• [Assignment] Although the data below holds other lines too, output only those from the line with "Target: man in grey suit" up to and including the line with "Target: woman in grey jacket", exactly as they appear.
#### The data ####
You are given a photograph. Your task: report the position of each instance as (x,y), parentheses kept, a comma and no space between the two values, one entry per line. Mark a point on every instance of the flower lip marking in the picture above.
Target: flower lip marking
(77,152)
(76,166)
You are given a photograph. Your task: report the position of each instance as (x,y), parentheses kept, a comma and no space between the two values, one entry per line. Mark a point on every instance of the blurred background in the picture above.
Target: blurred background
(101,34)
####
#### The data ####
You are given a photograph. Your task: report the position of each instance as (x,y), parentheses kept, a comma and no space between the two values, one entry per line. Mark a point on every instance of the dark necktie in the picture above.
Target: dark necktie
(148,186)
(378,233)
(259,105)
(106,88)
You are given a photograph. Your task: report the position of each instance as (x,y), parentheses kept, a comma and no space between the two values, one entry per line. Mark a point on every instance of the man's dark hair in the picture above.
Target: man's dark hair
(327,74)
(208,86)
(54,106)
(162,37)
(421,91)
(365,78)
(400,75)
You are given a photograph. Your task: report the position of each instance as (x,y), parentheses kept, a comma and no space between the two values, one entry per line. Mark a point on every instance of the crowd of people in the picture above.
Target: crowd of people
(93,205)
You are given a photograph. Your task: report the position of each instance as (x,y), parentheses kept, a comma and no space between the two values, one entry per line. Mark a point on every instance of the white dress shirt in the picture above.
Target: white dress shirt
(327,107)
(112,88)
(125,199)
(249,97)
####
#### The data ####
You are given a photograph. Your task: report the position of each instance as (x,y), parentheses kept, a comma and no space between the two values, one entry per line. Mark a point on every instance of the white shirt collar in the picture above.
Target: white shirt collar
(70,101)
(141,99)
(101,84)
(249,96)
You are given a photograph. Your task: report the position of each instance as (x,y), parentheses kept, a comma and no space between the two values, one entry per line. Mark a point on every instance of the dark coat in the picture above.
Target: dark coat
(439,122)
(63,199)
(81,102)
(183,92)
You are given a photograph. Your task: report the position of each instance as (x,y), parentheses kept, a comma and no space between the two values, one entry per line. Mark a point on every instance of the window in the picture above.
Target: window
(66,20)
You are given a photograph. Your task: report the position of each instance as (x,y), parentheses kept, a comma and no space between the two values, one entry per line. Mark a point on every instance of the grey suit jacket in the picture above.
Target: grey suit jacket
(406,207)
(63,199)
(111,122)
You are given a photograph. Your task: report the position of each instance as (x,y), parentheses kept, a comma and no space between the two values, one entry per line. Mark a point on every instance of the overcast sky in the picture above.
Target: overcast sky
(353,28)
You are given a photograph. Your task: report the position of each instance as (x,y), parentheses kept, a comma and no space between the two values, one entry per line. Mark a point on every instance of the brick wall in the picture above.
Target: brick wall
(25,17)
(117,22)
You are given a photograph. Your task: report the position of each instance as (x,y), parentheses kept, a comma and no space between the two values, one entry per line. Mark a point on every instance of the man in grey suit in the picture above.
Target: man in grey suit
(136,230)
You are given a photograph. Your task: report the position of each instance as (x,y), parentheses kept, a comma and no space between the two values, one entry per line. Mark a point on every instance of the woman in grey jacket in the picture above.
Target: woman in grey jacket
####
• [Written solution]
Target: man in grey suit
(136,230)
You are given a photograph. Your task: report the position of each instance as (x,y), parentheses kept, a comma and no space between the two values, one entry per line. Mark a point on every instance of the woman in grey jacket in the picture above.
Target: woman in grey jacket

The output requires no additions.